(Stored data)
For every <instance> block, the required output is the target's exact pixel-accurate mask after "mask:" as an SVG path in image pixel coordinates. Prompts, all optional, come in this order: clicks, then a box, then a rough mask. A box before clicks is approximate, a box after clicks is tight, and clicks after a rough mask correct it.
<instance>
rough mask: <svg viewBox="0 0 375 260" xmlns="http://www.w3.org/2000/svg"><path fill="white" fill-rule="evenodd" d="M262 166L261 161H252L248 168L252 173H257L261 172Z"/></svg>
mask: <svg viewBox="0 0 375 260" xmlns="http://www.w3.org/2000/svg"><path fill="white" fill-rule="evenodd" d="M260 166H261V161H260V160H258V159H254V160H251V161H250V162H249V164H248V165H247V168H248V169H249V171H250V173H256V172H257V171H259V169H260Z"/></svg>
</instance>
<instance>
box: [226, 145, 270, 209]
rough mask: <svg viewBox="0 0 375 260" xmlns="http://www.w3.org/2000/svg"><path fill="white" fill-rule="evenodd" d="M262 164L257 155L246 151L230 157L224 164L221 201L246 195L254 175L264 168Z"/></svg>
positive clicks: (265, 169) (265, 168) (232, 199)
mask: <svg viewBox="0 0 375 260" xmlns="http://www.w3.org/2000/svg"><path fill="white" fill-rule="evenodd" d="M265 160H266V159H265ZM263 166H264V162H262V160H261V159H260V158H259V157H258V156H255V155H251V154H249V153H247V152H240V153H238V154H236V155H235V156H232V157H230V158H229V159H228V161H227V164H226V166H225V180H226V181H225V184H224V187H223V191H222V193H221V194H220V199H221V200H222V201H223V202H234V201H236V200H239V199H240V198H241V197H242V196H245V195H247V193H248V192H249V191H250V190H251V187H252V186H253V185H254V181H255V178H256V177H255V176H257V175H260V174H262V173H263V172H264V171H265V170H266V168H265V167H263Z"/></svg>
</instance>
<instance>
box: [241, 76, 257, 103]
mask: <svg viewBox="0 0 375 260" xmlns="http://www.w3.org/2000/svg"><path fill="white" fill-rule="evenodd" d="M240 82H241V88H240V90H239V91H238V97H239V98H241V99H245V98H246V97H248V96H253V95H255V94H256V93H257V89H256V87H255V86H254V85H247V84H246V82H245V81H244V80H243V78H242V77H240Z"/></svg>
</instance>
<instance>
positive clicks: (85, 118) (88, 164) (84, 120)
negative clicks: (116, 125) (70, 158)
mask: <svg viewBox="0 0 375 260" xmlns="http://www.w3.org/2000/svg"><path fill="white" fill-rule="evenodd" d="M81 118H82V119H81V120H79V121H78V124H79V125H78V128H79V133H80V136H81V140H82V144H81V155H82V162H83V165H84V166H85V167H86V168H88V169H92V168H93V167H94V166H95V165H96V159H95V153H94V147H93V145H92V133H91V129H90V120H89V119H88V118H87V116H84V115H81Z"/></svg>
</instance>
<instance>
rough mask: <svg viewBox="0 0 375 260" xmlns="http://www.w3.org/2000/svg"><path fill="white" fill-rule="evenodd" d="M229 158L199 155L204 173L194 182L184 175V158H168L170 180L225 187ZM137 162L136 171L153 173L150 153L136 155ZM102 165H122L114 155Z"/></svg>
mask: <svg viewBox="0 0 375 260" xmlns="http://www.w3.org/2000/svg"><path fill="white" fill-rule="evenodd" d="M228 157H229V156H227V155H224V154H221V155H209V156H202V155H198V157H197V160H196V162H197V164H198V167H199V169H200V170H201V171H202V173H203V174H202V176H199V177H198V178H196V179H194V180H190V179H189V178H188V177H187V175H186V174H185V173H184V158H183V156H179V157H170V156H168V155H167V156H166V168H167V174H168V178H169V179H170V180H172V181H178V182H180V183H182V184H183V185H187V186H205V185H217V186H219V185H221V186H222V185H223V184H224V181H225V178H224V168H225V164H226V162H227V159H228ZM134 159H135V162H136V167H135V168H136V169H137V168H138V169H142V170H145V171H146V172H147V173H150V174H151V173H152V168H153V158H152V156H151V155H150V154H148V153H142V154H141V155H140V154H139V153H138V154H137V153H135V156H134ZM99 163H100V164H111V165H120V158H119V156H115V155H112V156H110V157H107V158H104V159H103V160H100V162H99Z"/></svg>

EXERCISE AIM.
Look through the data above and return exactly the lines from the one that contains "box: [241, 76, 257, 103]" to the one that contains "positive clicks: (85, 118)", inclusive, with nothing else.

OUTPUT OF THE TASK.
box: [241, 76, 257, 103]
mask: <svg viewBox="0 0 375 260" xmlns="http://www.w3.org/2000/svg"><path fill="white" fill-rule="evenodd" d="M240 82H241V88H240V90H239V91H238V97H239V98H241V99H245V98H246V97H248V96H253V95H255V94H256V93H257V89H256V87H255V86H254V85H247V84H246V82H245V81H244V80H243V78H242V77H240Z"/></svg>
</instance>
<instance>
positive clicks: (85, 118) (88, 164) (84, 120)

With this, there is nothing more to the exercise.